Your task: Write out exactly the lines of the entries below from the one holding "Could you point to the metal basin" to the one holding "Could you point to the pile", inclusive, and leave out all other lines.

Image-grounded pointing data:
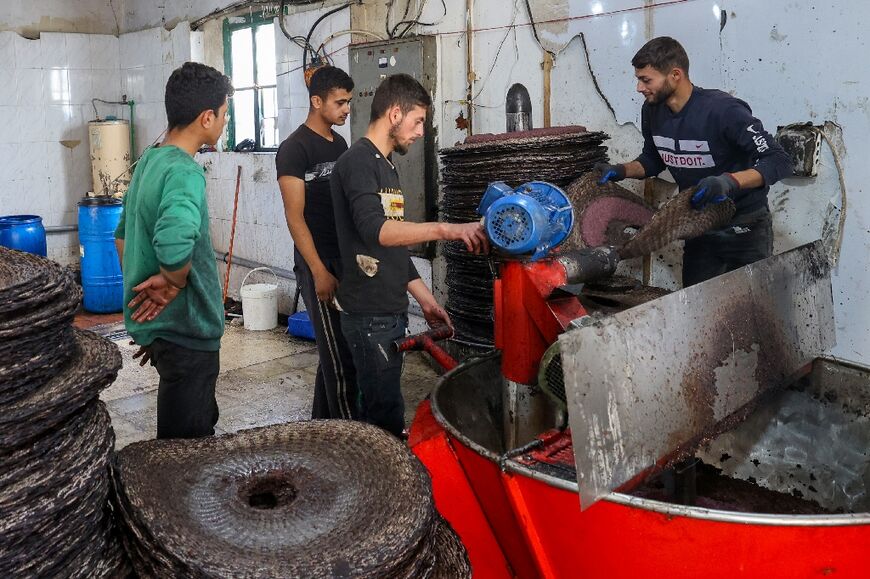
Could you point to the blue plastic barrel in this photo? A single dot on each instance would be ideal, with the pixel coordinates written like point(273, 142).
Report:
point(24, 233)
point(102, 283)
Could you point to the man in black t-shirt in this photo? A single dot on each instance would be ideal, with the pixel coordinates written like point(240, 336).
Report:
point(304, 162)
point(374, 239)
point(709, 139)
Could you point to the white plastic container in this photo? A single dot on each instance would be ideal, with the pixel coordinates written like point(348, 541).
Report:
point(260, 303)
point(110, 156)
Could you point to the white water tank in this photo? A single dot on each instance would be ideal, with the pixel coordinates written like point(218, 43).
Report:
point(110, 156)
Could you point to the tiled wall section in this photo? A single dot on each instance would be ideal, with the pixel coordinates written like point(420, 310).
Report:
point(46, 87)
point(147, 58)
point(261, 231)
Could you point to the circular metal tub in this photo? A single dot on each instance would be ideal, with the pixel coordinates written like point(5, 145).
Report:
point(537, 520)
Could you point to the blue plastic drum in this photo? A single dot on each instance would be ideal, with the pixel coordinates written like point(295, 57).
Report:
point(102, 283)
point(24, 233)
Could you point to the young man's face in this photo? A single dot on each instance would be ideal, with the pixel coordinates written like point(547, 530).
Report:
point(406, 128)
point(335, 108)
point(655, 86)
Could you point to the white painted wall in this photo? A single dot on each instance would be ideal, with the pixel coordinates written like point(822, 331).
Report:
point(779, 56)
point(148, 57)
point(791, 61)
point(31, 17)
point(46, 87)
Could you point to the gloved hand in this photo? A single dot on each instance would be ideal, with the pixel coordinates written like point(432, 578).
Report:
point(714, 189)
point(610, 172)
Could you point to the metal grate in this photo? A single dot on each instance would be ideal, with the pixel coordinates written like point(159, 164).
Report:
point(550, 377)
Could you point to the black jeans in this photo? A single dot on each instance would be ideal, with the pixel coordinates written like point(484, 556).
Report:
point(378, 367)
point(747, 239)
point(186, 406)
point(335, 392)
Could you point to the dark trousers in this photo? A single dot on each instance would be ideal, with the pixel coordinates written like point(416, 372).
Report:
point(186, 406)
point(378, 367)
point(749, 238)
point(335, 392)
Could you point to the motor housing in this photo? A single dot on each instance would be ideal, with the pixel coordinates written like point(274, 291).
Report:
point(533, 218)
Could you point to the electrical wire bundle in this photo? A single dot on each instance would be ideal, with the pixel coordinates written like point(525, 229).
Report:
point(323, 498)
point(557, 155)
point(55, 435)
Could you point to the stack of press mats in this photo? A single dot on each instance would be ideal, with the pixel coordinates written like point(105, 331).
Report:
point(557, 155)
point(314, 499)
point(55, 435)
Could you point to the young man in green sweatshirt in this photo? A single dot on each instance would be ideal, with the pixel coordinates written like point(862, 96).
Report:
point(171, 287)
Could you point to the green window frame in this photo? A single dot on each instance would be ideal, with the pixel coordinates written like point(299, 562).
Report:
point(253, 23)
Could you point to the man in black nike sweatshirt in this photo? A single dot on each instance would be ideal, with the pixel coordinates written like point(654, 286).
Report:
point(709, 139)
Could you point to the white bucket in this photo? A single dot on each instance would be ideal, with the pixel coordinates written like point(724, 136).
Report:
point(260, 303)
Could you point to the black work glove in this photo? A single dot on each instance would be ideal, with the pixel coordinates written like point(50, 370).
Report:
point(610, 172)
point(714, 190)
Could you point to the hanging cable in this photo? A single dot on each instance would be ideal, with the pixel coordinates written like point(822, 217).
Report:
point(323, 17)
point(416, 21)
point(297, 40)
point(535, 29)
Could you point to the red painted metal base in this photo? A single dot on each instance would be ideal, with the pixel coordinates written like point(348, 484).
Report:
point(527, 321)
point(516, 526)
point(454, 497)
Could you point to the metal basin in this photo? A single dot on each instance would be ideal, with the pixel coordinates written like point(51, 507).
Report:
point(536, 516)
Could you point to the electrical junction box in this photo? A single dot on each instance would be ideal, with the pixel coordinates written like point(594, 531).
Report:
point(803, 143)
point(371, 63)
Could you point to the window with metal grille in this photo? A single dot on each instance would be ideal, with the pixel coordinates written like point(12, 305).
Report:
point(249, 60)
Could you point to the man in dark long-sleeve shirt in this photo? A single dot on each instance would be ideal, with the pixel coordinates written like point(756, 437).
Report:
point(373, 236)
point(709, 139)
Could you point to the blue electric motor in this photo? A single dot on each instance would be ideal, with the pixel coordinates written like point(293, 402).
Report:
point(531, 219)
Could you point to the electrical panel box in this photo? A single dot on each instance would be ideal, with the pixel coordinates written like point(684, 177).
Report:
point(371, 63)
point(803, 143)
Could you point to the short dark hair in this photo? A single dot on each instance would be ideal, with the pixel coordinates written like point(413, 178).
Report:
point(663, 54)
point(192, 89)
point(402, 90)
point(327, 79)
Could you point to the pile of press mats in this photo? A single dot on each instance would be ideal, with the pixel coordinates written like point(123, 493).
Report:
point(305, 499)
point(56, 439)
point(310, 499)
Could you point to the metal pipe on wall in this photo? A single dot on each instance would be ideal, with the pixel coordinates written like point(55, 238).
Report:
point(469, 62)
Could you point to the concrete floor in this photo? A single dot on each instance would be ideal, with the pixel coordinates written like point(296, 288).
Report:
point(266, 378)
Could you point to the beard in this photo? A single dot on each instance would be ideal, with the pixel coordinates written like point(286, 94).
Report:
point(398, 147)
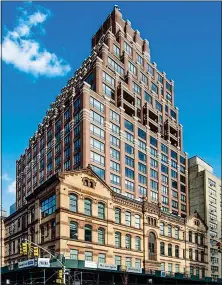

Result of this task:
Could you point to the metal basin in this photo? A single dot on each instance would be ideal, with the pixel coordinates written like point(51, 507).
Report:
point(536, 516)
Could you point to the electrical junction box in this photo? A single dot on each instance would be ideal, with the pixel coordinates written like point(594, 531).
Report:
point(803, 143)
point(371, 63)
Could you point to the window with metal grille in this photo? A single dot on each instance would be ideal, with the pixel coordinates written like point(12, 305).
Report:
point(249, 60)
Could you point to the man in dark long-sleeve shirt in this photo? A single dot on each instance would be ideal, with the pixel coordinates written like point(756, 437).
Report:
point(373, 236)
point(709, 139)
Could you point to the blue electric motor in this photo? A single dot on each instance would be ideal, with the pixel coordinates written like point(293, 402).
Report:
point(531, 219)
Could you point to the electrical panel box in this photo? A single dot on each instance would be ideal, with the pixel coordinates written like point(684, 177).
Report:
point(371, 63)
point(803, 143)
Could you point to the short dark hair in this photo? A single dot on each instance would be ideal, with the pixel coordinates written like point(413, 178).
Report:
point(663, 54)
point(192, 89)
point(402, 90)
point(327, 79)
Could you point to the pile of press mats in this photo? A single dot on each instance would be ideal, with the pixel coordinates written like point(123, 493).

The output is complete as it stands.